SHORT EXERCISE 1 =>
Using the data management guide below, determine whether each statement agrees with it: (a) filenames should not contain spaces; (b) major funding agencies treat DMPs as optional in grant proposals; (c) proprietary file formats are recommended for better preservation. Give yes or no for each, with the deciding words of the guide quoted exactly.
SHORT EXERCISE 2 =>
Carry on the data management guide below, starting after its final line.

DOCUMENT SEGMENT =>
....
General Best Practices


  • Naming Conventions: Use clear, descriptive, and consistent filenames. Avoid spaces and special characters. Use underscores (_) or dashes (-).
  • Script Organization: Number or prefix scripts to indicate the order of execution (e.g., 01_cleaning, 02_analysis).
  • Versioning: Track versions of cleaned data and scripts. Use version control systems like Git.
  • Documentation: Add comments to scripts and include a README file in each folder.
  • Reproducibility: Share software environments using tools like Docker or Conda.

Data Management Plan (DMP)


Before starting a study, create a Data Management Plan (DMP). A DMP is a document that outlines how data will be handled during and after the project. DMPs are required by major funding agencies (NIH, NSF, DOE, etc.) as part of grant proposals. CNRG offers support for DMP writing and you can contact data@igb.illinois.edu for more info.

Key Components of a DMP

  • Data Types: Describe the data you will collect, generate, or re-use.
  • Metadata: Outline standards for documentation and annotation.
  • Storage: Specify where and how the data will be stored and backed up.
  • Access and Sharing: Explain how data will be shared (repositories, embargoes, restrictions).
  • Retention and Preservation: Define how long data will be retained and where it will be archived.
  • Responsibility: Assign roles for data management tasks.

Example Tool: DMPTool helps create DMPs compliant with funding agency requirements. NIH as provided sample DMS plans as examples to download.

Data Collection


Standard Operating Procedures (SOPs)

Develop SOPs to ensure consistency during data collection and processing.

Clearly define protocols for sample collection, labeling, storage, and analysis.

Include steps for quality control to minimize errors.

Data Formats

Use standardized, non-proprietary file formats for better accessibility and preservation.

Data Type Preferred Formats
Text and Logs .csv .txt
Images .tiff .png
Microscope Files .tiff .ome
Sequencing Data .fastq .bam .vcf
Statistical Analysis .R .py .do

 

Data Documentation and Metadata


Metadata 

Metadata provides essential information to understand and use the data. Adopt community-specific metadata standards, such as:

  • MIAME (for microarray experiments)
....
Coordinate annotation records
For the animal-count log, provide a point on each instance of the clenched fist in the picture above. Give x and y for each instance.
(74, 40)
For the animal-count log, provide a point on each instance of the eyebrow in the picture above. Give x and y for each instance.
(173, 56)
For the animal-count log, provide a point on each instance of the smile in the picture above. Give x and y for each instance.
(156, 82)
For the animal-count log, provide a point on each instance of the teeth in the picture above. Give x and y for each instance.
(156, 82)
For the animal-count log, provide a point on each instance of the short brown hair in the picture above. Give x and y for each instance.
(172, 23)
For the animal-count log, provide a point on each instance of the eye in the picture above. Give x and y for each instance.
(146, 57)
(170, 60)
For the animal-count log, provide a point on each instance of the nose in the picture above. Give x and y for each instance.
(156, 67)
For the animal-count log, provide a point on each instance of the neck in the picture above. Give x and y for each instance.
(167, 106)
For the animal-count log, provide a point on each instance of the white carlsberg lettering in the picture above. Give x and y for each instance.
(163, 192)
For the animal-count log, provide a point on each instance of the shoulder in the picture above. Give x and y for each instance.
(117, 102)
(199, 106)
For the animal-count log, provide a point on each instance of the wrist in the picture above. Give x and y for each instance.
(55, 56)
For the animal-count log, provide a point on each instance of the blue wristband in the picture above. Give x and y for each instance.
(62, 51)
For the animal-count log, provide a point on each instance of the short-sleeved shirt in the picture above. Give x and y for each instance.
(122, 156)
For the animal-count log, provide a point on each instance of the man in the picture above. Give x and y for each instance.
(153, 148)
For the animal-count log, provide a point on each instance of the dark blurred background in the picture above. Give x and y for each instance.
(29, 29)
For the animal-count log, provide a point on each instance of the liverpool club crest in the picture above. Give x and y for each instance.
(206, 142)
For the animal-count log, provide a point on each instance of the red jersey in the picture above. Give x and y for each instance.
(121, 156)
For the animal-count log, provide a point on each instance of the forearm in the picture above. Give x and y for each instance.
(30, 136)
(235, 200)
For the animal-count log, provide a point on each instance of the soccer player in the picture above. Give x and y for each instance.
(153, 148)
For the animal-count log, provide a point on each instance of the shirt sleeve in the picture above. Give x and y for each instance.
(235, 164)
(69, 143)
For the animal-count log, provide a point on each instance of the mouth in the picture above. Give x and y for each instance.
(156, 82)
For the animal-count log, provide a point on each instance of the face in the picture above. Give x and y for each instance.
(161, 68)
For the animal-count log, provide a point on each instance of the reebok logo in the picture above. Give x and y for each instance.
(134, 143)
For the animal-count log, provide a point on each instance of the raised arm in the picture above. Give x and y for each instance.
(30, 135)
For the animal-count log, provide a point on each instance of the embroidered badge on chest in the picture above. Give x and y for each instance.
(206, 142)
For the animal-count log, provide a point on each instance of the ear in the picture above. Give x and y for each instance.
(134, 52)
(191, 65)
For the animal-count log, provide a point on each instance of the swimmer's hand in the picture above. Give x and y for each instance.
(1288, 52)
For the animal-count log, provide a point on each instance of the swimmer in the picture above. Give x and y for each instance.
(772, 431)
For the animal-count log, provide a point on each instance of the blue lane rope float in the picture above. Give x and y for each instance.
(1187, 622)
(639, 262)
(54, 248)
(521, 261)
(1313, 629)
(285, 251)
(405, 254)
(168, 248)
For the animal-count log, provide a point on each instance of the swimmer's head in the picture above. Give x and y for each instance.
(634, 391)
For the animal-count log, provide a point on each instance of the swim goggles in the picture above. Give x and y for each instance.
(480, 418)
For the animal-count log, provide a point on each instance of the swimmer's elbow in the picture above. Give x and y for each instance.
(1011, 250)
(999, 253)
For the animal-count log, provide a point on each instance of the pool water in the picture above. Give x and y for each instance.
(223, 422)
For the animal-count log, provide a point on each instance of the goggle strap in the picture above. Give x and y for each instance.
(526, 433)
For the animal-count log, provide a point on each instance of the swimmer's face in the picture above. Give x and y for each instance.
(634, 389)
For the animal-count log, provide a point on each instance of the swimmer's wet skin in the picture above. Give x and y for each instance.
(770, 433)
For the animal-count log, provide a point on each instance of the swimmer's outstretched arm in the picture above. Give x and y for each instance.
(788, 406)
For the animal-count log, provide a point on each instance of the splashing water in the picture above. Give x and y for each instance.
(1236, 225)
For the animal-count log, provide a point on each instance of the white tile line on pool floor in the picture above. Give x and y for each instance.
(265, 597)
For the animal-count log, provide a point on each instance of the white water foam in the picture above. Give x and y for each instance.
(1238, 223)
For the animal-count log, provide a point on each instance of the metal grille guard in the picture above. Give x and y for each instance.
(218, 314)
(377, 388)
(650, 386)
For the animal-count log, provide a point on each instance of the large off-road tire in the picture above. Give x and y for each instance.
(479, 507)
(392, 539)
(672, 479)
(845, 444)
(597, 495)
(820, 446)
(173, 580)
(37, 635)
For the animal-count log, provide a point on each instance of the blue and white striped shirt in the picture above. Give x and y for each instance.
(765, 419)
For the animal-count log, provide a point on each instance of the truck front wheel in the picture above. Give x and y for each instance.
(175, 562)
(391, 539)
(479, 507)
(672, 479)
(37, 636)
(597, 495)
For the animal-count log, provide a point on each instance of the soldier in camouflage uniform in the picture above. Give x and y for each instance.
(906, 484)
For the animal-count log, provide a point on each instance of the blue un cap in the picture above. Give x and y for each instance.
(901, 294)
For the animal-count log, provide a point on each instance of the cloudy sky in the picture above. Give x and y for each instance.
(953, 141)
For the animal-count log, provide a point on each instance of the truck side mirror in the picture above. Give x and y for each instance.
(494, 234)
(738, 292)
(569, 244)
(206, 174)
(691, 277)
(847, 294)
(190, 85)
....
TASK RESULT 1 =>
(a) Yes: "Avoid spaces and special characters."
(b) No: "DMPs are required by major funding agencies (NIH, NSF, DOE, etc.) as part of grant proposals."
(c) No: "Use standardized, non-proprietary file formats for better accessibility and preservation."

TASK RESULT 2 =>
  • MINSEQE (for sequencing data)
  • ISA-Tab (generalized standard for life sciences) 

Documentation 

  • Use clear and descriptive filenames (avoid generic names like data1.xlsx).
    • Example filename: ProjectA_SampleKO_MP_Timepoint1_2024-07-12.csv
  • Include:
    • Experiment details (e.g., study design, replicates, conditions).
    • File contents (variable names, units, abbreviations).
    • Software used (version and settings). 

Data Storage and Backup


Data Storage 

  • Use centralized storage systems (e.g., institutional servers, cloud storage).
  • Avoid storing critical data on local machines or USB drives. 
Data Storage Resources

IGB resources:

Campus resources:

Backup Strategy

 Adopt the 3-2-1 Rule

  • 3 copies of your data.
  • 2 different storage media (e.g., server, external hard drive).
  • 1 copy stored off-site (e.g., cloud-based backups). 

Automate backups to ensure regular updates. 

Data Security 

  • Control access to sensitive data (e.g., human/animal data).
  • Use encryption for data transfers and secure access protocols. 

Data Analysis and Processing


Version Control

Use version control systems (e.g., Git) to track changes to scripts, analyses, and data files. 

Code and Workflow Management

  • Document all steps of analysis workflows.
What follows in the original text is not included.